- **EXERCISE BRIEF**
Please give the entries again in full and exactly, without any picture.
** Begin ENTRIES PROVIDED **
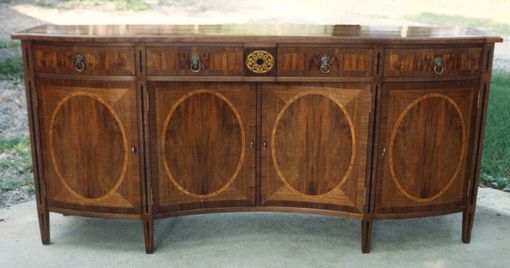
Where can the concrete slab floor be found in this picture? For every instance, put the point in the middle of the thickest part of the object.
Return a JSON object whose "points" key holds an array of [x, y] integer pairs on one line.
{"points": [[258, 240]]}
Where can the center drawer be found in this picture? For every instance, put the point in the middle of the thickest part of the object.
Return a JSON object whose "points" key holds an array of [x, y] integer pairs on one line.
{"points": [[195, 60], [324, 61]]}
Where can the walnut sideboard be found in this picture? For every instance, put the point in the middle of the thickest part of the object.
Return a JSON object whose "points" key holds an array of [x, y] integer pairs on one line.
{"points": [[147, 122]]}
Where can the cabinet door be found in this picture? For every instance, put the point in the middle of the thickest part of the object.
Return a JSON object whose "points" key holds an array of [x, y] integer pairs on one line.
{"points": [[314, 150], [87, 130], [201, 143], [425, 151]]}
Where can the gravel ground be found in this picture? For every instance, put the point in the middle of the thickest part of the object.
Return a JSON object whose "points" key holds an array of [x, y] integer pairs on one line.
{"points": [[13, 111]]}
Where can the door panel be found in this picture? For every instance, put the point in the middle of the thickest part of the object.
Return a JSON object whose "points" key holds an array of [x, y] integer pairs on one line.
{"points": [[425, 145], [88, 130], [203, 156], [314, 147]]}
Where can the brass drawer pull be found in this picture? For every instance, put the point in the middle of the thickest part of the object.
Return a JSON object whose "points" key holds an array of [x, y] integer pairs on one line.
{"points": [[438, 65], [79, 63], [196, 65], [325, 64]]}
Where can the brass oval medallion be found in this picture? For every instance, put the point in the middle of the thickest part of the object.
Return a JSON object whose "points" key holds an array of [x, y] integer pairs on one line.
{"points": [[260, 61]]}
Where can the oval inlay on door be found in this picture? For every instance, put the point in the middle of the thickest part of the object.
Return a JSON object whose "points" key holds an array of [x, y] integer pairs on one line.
{"points": [[88, 146], [313, 144], [432, 128], [203, 143]]}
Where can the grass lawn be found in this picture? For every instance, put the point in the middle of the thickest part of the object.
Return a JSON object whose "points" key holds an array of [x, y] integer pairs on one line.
{"points": [[16, 164], [15, 161], [496, 154]]}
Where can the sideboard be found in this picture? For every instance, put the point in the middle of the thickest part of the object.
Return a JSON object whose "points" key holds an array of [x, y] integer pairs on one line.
{"points": [[146, 122]]}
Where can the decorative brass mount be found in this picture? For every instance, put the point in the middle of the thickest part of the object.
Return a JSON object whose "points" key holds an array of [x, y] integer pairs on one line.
{"points": [[260, 61]]}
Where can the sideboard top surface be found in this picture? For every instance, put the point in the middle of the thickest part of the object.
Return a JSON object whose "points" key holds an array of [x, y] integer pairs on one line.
{"points": [[256, 33]]}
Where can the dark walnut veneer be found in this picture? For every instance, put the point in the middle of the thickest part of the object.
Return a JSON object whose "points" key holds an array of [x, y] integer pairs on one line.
{"points": [[146, 122]]}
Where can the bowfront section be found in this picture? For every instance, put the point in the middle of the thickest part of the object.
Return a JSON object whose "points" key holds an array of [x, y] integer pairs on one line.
{"points": [[426, 146], [314, 145], [202, 140], [89, 145], [146, 122]]}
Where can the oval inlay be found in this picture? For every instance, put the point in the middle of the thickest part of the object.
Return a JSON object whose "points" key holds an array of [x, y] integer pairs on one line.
{"points": [[203, 143], [313, 144], [429, 133], [88, 146]]}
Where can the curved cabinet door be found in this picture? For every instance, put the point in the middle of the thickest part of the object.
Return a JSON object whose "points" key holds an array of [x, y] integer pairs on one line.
{"points": [[314, 145], [88, 129], [200, 140], [425, 152]]}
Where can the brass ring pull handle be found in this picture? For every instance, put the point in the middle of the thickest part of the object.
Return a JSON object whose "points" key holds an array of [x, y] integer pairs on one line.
{"points": [[79, 63], [438, 65], [196, 65], [325, 64]]}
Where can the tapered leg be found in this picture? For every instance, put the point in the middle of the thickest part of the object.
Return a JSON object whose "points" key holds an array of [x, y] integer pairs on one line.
{"points": [[366, 235], [44, 226], [148, 227], [467, 226]]}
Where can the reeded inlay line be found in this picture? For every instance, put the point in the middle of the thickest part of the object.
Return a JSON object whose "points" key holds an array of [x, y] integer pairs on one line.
{"points": [[124, 140], [273, 144], [163, 144], [392, 142]]}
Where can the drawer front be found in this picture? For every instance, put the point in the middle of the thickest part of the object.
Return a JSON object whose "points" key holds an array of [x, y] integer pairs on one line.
{"points": [[199, 61], [307, 61], [84, 60], [438, 62]]}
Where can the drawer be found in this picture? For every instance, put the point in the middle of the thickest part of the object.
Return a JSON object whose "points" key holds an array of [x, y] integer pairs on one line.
{"points": [[434, 62], [307, 61], [86, 60], [195, 60]]}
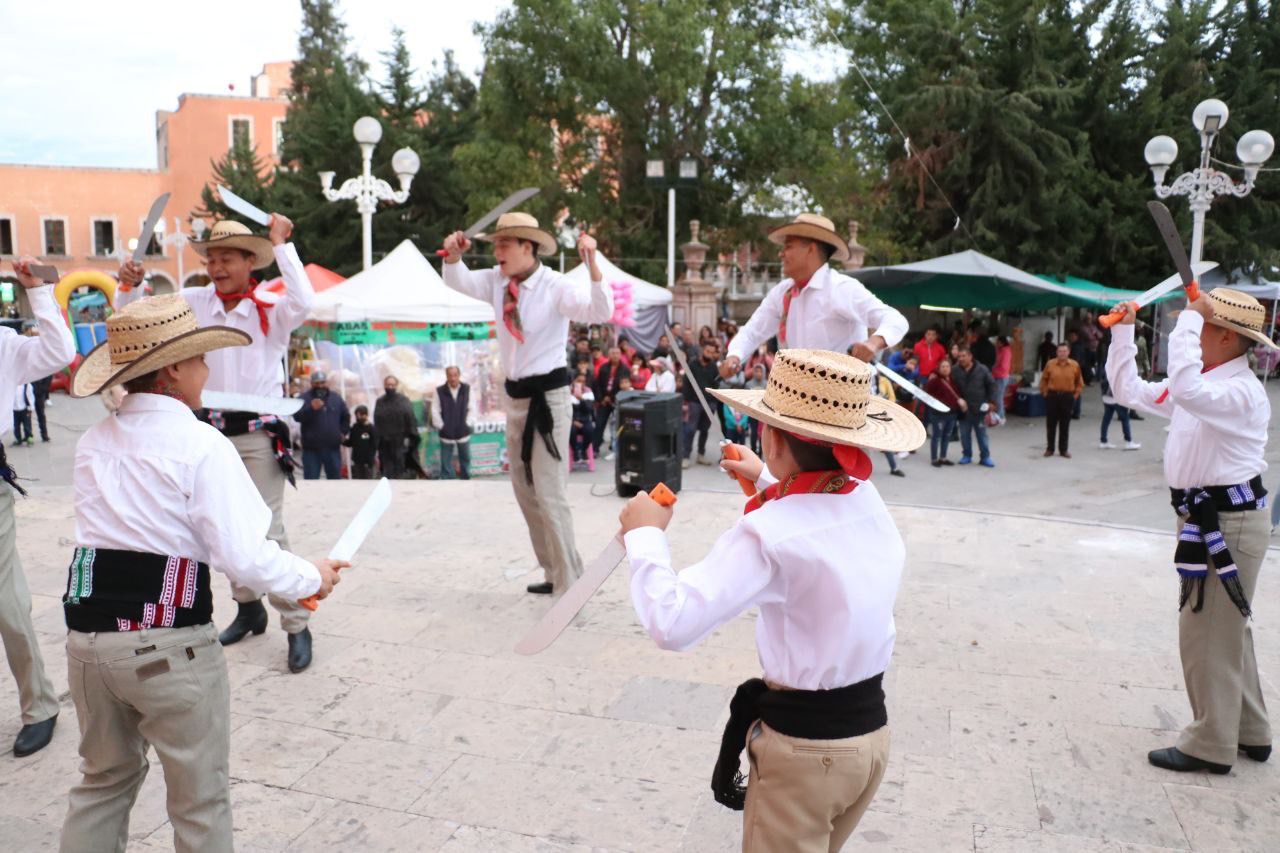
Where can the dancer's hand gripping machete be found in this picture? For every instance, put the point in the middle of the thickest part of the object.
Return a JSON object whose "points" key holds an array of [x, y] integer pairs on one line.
{"points": [[563, 611]]}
** End ENTRIES PROVIDED **
- **EXERCISE SOLUTION**
Where can the concrete slab floor be found in this picture? For every instance, put the point in the middle of the thickest part of the object.
Return a JSON object whose "points" key holds an array of [x, y] integer pairs on one line.
{"points": [[258, 240]]}
Where can the center drawer be found in this picture? For every instance, put the point in the middle of the thickest part of the object.
Return a JSON object whose "points" key holds an array of [x, y] integer pairs on one line.
{"points": [[195, 60], [324, 61]]}
Where can the walnut sideboard be found in this picture? For every instance, put the point in the middle of the thickest part of the object.
Return a JSON object whose "points" key holds an array of [x, y] integer pairs on one line.
{"points": [[147, 122]]}
Where can the cabinet door be found in this picture? For every instance, put the point in the middle of the thickest part of the object.
Return a JSON object whose "points" key holds an array of [x, y] integer pairs on one line.
{"points": [[314, 150], [87, 130], [201, 143], [425, 151]]}
Where can the gravel ground be found in this picture? For every instance, put the point in the middle of the thickest part of the object.
Return a JSON object whose "points" key holds an array of [x, y] integer pairs on one line.
{"points": [[13, 111]]}
Where can the door panel be found in this picture? For every instance, put the point in the middle of the thickest part of the object.
Return a JSON object whose "points" key holds an array of [x, y] integer pairs on one line.
{"points": [[425, 145], [88, 130], [203, 156], [314, 147]]}
Where can the brass drawer pull be found in this picture? For every instance, put the point in the middle of the thickest part of the object.
Return a JSON object whose "points" key holds an array of [x, y] integer pairs on one line.
{"points": [[438, 65], [79, 63], [196, 65], [325, 64]]}
Where can the brass oval medallion be found in this picture? For every instance, put the point in the middle of the thickest part of the object.
Return a JSON object whose "points" key holds an array of [x, y] integer pairs on one line.
{"points": [[260, 61]]}
Where can the oval inlay on door be found in this picture? For every instance, put the point in the middle of the thickest part of the object.
Return a JSON object whose "points" key holds an array of [x, y] integer pairs on one line.
{"points": [[88, 146], [313, 144], [432, 128], [203, 143]]}
Where can the grass lawn be found in this picture? For every instance, put the point in the middle of the thickest part of the object.
Return a JSON object whose "points" key holds an array of [x, y] integer pairs on one line.
{"points": [[16, 164], [15, 161], [496, 154]]}
Where can the sideboard be found in this picture? For every instance, put the point in the middle of the thickest part of the object.
Return a JSON object whose "points" key holds an array of [x, y] integer pairs on one line.
{"points": [[146, 122]]}
Where can the decorative brass mount be found in this picture? For every instance, put the point in the middle of the thickest part of the object.
Return a JSON object whose "points" key holds an array of [x, y] integer pairs on one line.
{"points": [[260, 61]]}
Where can the sideboard top surface be found in this picture? For every instance, put the point in the middle of the thickest part of the object.
Return a JSON object whose "points" key holds an array of [x, y] integer pairs on one line.
{"points": [[256, 33]]}
Where can the dark walnut veneer be found in this picture? For every instance, put the point in the middle of the thickest part of the object.
Return a JSON object whose "points" key holds an array of [x, y] integer pairs on one line.
{"points": [[146, 122]]}
Where can the bowfront section be found in this picture? For every instance, put the point in the middle of the thickest part of the object.
Return a JSON object whose "points" key holds an array of [x, y] integer pairs on one line.
{"points": [[426, 146], [314, 145], [202, 140], [89, 145], [146, 122]]}
Where can the oval inlay be found in this picture? For every instance, put the point in the middle of the thickest part of the object.
Return a JSON object whose "points" key holds an array of [x, y] integer pairs on one line.
{"points": [[203, 143], [313, 144], [429, 133], [88, 146]]}
Where can the curved cabinet door be found in this picture? For every instance, put the point in the middle of the thickest part of the object.
Return a JSON object whose "points" key holds an array of [x, y] integer pairs on one line.
{"points": [[314, 145], [88, 129], [200, 140], [425, 152]]}
Where can the brass ring pull handle be found in this picture? For every instance, put the point in the middle of the thickest part of the object.
Return a JSON object whose "points" key holds an array of [x, y] integer pairs on one line.
{"points": [[79, 63], [438, 65], [196, 65], [325, 64]]}
Where can the tapered leg be found in this picture? For every instance, put the point in the middle of the thickest part of the object.
Return a JSON object whose "points" key holds an array of [x, y] integer pairs on one line.
{"points": [[366, 235], [44, 226], [148, 227], [467, 226]]}
Where can the reeded inlay line be found in this picture? For every instance, put the point in the middle of the thickest part of the object.
Return a JSON object whose "points" key holds an array of [x, y] integer pairs on one line.
{"points": [[124, 140], [273, 144], [163, 144], [392, 142]]}
Where can the drawer front be found in this picture? For every instance, put the point in the middle of the thickest part of the object.
Return a JSON object whose "points" key holds an array of [x, y] integer pairs on one line.
{"points": [[199, 61], [307, 61], [84, 60], [438, 62]]}
Where can the drawer be found in this picture? For every instance, put the point in the middle of the thickest part of the object.
Return a JSON object whose "points" key holds an array of [x, y] integer pairs on one line.
{"points": [[434, 62], [307, 61], [86, 60], [195, 60]]}
Where can the dancer's hand gripping machete be found in this picture? For every instance, put the point in the middle of the thickest part of the object.
Return a JSON object whose "points" key holds an array of [x, y] integer pairs on one line.
{"points": [[563, 611]]}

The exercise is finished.